◆ **Stated task 1**: Print the stretch of the article on the IBM i base from "Some Insight Into The" through "the systems racket.", reproducing it word for word.

◆ **Extracted text**:
━━━━━━━━━━
Some Insight Into The IBM i On Power Systems Base
December 3, 2018 Timothy Prickett Morgan
IBM is pretty secretive about its systems business, but is really no worse than its peers in this regard. Big Blue wants to get enough information out there to keep customers comfortable about the future, keep Wall Street happy about its revenues and prospects for the immediate future (meaning one to three quarters out), and keep its competitors from getting too much insight into how it is doing in the systems racket.
Every now and then, we get some insight into how the Power Systems business is doing, and as part of a discussion we had recently about upgrade and migration strategies to Power9 machines with Steve Sibley, vice president and offering manager of Cognitive Systems at IBM, we got a better feel for what is going on. Here is a snippet of that conversation that refers to what is going on in the IBM i base at the moment.
━━━━━━━━━━
◆ **Stated task 2**: From the records below, output the stretch from the line that contains "Target: white bus" through the line that contains "x=901 y=576", both included, reproducing those lines exactly and nothing else.

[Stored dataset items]
━━━━━━━━━━
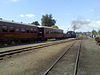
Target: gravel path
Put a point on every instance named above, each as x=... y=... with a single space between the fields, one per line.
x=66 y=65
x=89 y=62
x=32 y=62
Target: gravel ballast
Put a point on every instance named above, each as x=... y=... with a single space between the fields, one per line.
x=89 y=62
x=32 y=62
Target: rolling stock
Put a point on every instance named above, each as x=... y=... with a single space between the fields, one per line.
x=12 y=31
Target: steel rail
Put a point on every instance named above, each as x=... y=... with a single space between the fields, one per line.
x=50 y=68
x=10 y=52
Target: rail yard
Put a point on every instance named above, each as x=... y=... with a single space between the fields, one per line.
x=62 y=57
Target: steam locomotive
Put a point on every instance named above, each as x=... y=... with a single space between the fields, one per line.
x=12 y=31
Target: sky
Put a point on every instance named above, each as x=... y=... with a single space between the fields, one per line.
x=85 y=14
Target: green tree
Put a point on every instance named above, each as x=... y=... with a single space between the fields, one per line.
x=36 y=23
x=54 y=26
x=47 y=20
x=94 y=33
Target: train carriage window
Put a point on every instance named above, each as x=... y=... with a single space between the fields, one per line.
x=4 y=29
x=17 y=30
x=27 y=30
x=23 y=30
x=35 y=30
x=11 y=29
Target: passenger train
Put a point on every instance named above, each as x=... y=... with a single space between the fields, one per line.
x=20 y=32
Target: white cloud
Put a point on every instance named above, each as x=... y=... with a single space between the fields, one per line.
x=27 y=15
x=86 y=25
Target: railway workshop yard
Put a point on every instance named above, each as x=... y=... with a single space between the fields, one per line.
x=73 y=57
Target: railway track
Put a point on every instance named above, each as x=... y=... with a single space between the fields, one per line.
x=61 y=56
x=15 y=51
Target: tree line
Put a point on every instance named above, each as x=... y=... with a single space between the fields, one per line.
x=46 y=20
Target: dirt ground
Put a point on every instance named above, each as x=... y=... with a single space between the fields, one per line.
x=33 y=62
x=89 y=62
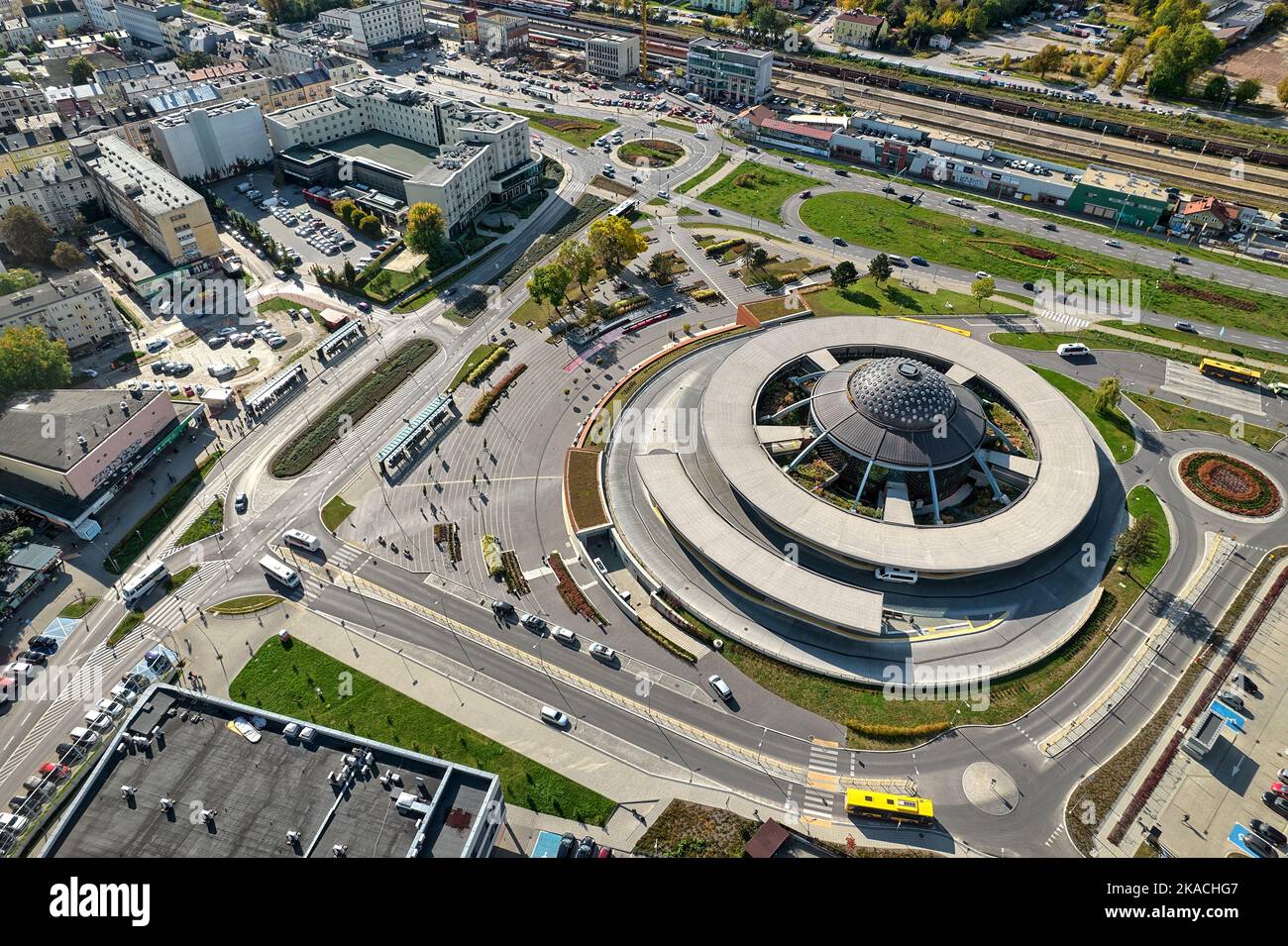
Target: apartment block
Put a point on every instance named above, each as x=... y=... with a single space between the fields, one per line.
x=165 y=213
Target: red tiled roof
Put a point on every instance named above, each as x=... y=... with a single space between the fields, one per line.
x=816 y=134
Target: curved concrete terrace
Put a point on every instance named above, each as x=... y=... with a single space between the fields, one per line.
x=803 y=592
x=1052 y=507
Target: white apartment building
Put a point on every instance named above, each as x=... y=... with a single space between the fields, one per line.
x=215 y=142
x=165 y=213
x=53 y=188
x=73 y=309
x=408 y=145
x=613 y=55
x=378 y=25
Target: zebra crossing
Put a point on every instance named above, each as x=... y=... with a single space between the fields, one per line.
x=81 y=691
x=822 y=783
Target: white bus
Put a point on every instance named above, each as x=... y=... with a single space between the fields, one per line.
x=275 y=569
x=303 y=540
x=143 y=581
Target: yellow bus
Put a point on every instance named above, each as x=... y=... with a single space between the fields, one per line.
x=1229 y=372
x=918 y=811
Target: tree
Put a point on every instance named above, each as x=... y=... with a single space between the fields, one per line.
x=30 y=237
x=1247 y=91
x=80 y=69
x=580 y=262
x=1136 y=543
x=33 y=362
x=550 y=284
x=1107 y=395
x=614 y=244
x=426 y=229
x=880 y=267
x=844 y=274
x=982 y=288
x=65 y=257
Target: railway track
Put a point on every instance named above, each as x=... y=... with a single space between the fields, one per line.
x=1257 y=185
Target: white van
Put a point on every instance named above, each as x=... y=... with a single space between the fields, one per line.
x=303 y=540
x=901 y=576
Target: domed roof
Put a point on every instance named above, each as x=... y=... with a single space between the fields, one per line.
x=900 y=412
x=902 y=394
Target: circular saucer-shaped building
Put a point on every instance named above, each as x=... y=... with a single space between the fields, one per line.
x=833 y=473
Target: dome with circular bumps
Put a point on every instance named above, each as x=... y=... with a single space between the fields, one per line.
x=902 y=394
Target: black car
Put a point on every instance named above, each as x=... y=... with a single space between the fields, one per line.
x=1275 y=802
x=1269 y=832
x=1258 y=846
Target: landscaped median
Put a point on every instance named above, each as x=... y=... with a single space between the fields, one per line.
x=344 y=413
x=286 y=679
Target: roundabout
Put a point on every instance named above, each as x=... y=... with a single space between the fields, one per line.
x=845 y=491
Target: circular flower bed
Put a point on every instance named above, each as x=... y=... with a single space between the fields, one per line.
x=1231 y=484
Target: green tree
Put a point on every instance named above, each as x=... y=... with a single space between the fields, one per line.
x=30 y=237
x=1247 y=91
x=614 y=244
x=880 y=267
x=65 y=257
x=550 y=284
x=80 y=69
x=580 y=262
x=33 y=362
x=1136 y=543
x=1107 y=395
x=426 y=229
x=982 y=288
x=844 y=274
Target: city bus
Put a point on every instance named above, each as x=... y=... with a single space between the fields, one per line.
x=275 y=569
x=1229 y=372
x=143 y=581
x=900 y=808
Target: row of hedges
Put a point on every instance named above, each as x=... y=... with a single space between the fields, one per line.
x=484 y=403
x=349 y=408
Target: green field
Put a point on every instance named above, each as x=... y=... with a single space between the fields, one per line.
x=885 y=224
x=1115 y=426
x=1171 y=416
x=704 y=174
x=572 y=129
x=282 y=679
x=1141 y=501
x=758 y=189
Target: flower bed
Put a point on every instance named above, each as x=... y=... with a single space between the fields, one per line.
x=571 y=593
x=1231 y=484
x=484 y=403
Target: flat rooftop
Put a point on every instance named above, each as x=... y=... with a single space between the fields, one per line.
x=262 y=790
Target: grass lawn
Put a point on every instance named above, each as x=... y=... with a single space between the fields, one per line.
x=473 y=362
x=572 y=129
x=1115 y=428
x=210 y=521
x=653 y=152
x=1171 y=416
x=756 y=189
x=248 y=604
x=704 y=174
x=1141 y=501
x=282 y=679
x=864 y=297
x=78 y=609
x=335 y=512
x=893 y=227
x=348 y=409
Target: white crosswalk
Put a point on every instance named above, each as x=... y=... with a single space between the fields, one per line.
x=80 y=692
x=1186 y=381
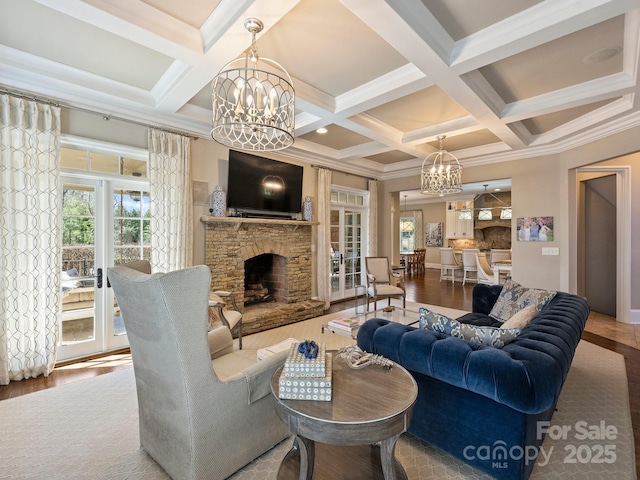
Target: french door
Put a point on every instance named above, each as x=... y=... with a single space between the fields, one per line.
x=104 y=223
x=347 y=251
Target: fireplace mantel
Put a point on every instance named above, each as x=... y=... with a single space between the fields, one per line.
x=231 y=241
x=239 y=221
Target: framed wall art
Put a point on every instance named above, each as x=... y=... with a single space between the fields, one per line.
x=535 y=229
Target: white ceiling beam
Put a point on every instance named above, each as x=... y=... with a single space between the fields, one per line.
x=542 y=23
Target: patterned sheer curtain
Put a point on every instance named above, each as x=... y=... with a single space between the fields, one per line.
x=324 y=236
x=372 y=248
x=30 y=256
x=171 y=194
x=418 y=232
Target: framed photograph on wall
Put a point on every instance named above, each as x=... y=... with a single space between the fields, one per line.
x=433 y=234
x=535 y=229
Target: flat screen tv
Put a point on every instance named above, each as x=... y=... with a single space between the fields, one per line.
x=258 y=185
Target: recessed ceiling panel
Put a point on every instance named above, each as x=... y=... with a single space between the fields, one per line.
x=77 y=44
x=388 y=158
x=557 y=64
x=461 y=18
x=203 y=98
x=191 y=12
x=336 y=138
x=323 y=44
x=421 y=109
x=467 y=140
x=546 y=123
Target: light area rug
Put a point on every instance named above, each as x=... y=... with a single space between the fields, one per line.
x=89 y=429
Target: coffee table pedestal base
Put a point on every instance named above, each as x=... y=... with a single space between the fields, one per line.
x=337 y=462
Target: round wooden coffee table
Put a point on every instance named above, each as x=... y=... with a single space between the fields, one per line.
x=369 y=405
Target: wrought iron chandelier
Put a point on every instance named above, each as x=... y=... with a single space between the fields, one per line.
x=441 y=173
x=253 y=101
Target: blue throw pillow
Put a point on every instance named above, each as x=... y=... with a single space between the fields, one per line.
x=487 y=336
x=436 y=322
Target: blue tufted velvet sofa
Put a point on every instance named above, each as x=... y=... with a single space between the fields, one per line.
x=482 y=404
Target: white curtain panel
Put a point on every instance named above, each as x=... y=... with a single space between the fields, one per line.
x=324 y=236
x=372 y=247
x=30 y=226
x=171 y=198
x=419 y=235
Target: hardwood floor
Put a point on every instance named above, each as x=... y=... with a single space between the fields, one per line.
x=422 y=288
━━━━━━━━━━
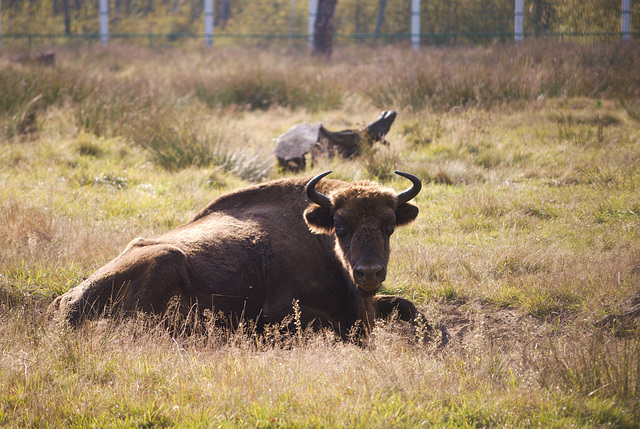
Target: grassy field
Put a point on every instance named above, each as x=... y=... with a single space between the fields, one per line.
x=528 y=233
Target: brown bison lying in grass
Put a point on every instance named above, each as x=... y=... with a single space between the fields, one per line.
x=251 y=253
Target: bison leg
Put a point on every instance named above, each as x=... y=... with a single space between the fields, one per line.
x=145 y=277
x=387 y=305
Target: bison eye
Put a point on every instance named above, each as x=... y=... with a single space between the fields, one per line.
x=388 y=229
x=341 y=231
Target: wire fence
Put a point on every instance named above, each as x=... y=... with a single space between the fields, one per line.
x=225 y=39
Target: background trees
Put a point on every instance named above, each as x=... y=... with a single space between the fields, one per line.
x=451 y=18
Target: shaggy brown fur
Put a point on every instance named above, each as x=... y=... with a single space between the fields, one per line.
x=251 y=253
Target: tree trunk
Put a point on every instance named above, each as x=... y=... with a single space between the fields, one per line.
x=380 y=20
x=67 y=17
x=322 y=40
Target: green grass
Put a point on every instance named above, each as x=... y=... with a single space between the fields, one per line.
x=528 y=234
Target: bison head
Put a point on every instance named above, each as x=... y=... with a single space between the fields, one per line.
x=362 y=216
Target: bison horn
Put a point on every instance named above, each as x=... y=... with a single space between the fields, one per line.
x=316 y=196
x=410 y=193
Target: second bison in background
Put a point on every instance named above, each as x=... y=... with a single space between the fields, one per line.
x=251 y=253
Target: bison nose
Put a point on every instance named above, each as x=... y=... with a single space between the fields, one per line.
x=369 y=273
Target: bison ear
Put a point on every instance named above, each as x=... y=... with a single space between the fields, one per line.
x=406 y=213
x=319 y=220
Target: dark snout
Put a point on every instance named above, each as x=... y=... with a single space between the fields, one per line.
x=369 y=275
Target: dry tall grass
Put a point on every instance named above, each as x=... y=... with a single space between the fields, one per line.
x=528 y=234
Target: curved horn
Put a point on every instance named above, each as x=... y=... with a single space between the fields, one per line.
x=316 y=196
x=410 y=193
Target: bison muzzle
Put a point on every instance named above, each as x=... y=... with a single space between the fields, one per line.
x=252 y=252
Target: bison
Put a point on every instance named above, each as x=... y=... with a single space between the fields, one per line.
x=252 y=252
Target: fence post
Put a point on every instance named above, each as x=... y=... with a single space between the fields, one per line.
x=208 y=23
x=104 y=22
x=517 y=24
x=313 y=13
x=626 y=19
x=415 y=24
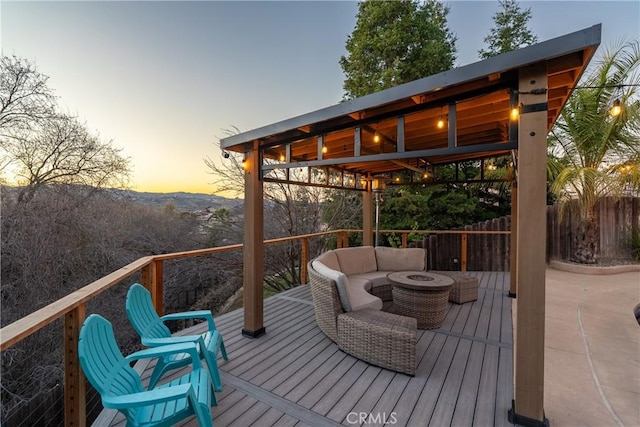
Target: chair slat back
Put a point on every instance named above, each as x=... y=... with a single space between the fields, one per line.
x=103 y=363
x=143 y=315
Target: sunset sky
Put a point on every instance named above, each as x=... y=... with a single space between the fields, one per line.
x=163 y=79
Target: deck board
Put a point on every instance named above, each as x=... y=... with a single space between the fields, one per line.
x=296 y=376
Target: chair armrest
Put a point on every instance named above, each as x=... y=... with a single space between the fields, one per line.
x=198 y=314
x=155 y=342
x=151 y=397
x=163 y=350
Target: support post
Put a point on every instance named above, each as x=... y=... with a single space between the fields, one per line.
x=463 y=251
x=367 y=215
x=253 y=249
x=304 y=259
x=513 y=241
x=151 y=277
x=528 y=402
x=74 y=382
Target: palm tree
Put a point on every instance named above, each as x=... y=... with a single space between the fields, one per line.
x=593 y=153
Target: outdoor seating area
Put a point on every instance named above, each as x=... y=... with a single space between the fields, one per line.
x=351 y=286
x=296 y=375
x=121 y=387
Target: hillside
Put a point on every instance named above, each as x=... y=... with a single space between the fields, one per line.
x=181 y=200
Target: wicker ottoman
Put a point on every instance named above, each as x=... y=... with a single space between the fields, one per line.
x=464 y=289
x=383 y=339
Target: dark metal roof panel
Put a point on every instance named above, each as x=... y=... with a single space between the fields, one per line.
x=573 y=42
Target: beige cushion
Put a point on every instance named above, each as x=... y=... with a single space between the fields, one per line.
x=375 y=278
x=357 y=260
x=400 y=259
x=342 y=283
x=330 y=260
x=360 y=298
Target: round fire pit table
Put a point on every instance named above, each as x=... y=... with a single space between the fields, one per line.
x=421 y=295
━━━━━━━━━━
◆ **Response 1**:
Some Insight Into The IBM i On Power Systems Base
December 3, 2018 Timothy Prickett Morgan
IBM is pretty secretive about its systems business, but is really no worse than its peers in this regard. Big Blue wants to get enough information out there to keep customers comfortable about the future, keep Wall Street happy about its revenues and prospects for the immediate future (meaning one to three quarters out), and keep its competitors from getting too much insight into how it is doing in the systems racket.

◆ **Response 2**:
Target: white bus
Put a point on every instance named above, each as x=... y=... with a single space between the fields, one per line.
x=275 y=569
x=303 y=540
x=143 y=581
Target: yellow bus
Put a point on every instance named above, each as x=... y=... with a single space between the fields, one per line.
x=1229 y=372
x=918 y=811
Target: tree
Put a point on every instance named above, each as x=... y=... with a single space between the fields, one per line.
x=30 y=237
x=1247 y=91
x=80 y=69
x=580 y=262
x=1136 y=543
x=33 y=362
x=550 y=284
x=1107 y=395
x=614 y=244
x=426 y=229
x=880 y=267
x=844 y=274
x=982 y=288
x=65 y=257
Target: railway track
Put a point on every instance named above, each as x=... y=... with a single space between the fields, one per line.
x=1257 y=185
Target: white van
Put a point on every instance named above, each as x=... y=... with a single space between the fields, one per line.
x=303 y=540
x=901 y=576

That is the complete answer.